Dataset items
<<<<

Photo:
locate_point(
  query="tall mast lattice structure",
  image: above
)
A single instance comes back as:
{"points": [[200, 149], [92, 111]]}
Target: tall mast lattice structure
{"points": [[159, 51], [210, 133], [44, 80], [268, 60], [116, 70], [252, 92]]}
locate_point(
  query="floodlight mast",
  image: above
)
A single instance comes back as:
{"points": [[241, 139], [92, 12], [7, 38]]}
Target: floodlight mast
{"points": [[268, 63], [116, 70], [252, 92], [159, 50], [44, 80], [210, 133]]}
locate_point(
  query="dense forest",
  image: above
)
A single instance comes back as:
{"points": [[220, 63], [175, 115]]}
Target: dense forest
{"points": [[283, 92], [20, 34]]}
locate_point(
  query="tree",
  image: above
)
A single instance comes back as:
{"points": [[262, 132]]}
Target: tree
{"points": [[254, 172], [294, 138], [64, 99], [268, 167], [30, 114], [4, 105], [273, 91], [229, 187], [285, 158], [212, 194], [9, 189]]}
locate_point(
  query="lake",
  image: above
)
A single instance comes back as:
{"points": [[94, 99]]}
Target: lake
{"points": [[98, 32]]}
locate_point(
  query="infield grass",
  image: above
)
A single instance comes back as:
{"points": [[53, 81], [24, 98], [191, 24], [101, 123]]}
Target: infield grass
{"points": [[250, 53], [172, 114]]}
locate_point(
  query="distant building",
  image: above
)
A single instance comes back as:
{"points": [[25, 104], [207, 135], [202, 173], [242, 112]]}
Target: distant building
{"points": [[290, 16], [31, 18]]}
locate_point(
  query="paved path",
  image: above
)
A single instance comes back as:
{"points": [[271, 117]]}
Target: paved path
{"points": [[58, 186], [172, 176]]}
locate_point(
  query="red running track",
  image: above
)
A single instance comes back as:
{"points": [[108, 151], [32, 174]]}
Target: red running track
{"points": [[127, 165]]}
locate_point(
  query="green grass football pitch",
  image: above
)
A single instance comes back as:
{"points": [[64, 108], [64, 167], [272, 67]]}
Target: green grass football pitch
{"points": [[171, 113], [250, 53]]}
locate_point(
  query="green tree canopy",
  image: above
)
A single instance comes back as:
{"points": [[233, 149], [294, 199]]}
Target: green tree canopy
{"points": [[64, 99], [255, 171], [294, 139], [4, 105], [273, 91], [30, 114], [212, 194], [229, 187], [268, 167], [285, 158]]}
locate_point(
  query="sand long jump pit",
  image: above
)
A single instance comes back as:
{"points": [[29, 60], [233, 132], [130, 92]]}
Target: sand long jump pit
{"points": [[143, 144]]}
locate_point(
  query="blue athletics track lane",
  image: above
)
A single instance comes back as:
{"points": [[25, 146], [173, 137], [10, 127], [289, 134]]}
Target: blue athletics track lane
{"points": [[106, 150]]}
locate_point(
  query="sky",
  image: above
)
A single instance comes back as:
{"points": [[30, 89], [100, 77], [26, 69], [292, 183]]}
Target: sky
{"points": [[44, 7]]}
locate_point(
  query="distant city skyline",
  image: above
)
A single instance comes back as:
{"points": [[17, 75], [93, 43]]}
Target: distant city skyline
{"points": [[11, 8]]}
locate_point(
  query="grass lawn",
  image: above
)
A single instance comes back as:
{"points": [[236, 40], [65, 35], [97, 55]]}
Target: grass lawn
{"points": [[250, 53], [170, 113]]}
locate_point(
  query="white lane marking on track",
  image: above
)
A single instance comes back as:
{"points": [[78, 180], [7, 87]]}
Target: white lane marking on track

>>>>

▸ **Problem description**:
From the listing above, extract all records word for word.

▸ **The reply**:
Photo:
locate_point(
  query="tall mast lattice structure",
  image: above
)
A single instance comes back as:
{"points": [[200, 149], [92, 111]]}
Target: tall mast lattice structure
{"points": [[159, 51], [210, 133], [44, 80], [268, 60], [116, 70], [252, 92]]}
locate_point(
  query="floodlight mast",
  image: above
)
A single instance comes back as:
{"points": [[241, 139], [92, 12], [7, 38]]}
Target: floodlight mast
{"points": [[268, 63], [116, 70], [252, 92], [159, 50], [44, 80], [210, 133]]}
locate_point(
  query="dense forest",
  image: above
)
A single instance comes back as:
{"points": [[220, 63], [175, 115]]}
Target: dense forest
{"points": [[283, 92], [20, 34]]}
locate_point(
  query="tree",
  image: above
)
A single instance comes back as:
{"points": [[262, 132]]}
Target: tree
{"points": [[254, 172], [294, 138], [64, 99], [268, 167], [30, 114], [4, 105], [273, 91], [229, 187], [285, 158], [212, 194], [9, 189]]}
locate_point(
  query="lake",
  image: above
)
A single instance comes back as:
{"points": [[94, 99]]}
Target: lake
{"points": [[98, 32]]}
locate_point(
  query="infield grass",
  image: above
)
A single instance comes back as:
{"points": [[53, 81], [24, 98], [191, 24], [101, 123]]}
Target: infield grass
{"points": [[250, 53], [172, 114]]}
locate_point(
  query="distant building",
  image: above
)
A single instance comes back as:
{"points": [[25, 104], [207, 135], [202, 173], [242, 112]]}
Target: distant building
{"points": [[290, 16], [31, 18]]}
locate_point(
  query="paved path",
  image: above
)
A single instance comes back as:
{"points": [[271, 117]]}
Target: paved path
{"points": [[58, 186], [172, 176]]}
locate_point(
  query="red running track",
  image: above
)
A single instance comes back as:
{"points": [[108, 151], [32, 174]]}
Target: red running track
{"points": [[127, 165]]}
locate_point(
  query="green grass football pitch",
  image: above
)
A single instance comes back as:
{"points": [[64, 108], [64, 167], [272, 67]]}
Target: green grass football pitch
{"points": [[171, 113], [250, 53]]}
locate_point(
  query="green tree canopy",
  image: above
)
A single instance comes back as:
{"points": [[233, 149], [294, 199]]}
Target: green tree canopy
{"points": [[64, 99], [255, 171], [294, 139], [4, 105], [273, 91], [30, 114], [212, 194], [229, 187], [268, 167], [285, 158]]}
locate_point(
  query="sand long jump pit",
  image: above
)
A single instance comes back as:
{"points": [[29, 60], [233, 132], [130, 92]]}
Target: sand long jump pit
{"points": [[143, 144]]}
locate_point(
  query="blue athletics track lane",
  image: above
)
A single instance comes back as:
{"points": [[25, 146], [173, 137], [10, 127], [289, 134]]}
Target: blue athletics track lane
{"points": [[106, 150]]}
locate_point(
  query="sky",
  image: above
)
A single instance comes back as:
{"points": [[30, 89], [100, 77], [26, 69], [292, 183]]}
Target: sky
{"points": [[44, 7]]}
locate_point(
  query="distant city skyline",
  image: above
)
A single instance comes back as:
{"points": [[17, 75], [93, 43]]}
Target: distant city skyline
{"points": [[11, 8]]}
locate_point(
  query="grass lawn",
  image: above
)
A single instance comes back as:
{"points": [[236, 40], [65, 35], [97, 55]]}
Target: grass lawn
{"points": [[250, 53], [170, 113]]}
locate_point(
  query="white lane marking on track",
  image: above
)
A single instance comes back as:
{"points": [[78, 180], [7, 87]]}
Target: white lane marking on track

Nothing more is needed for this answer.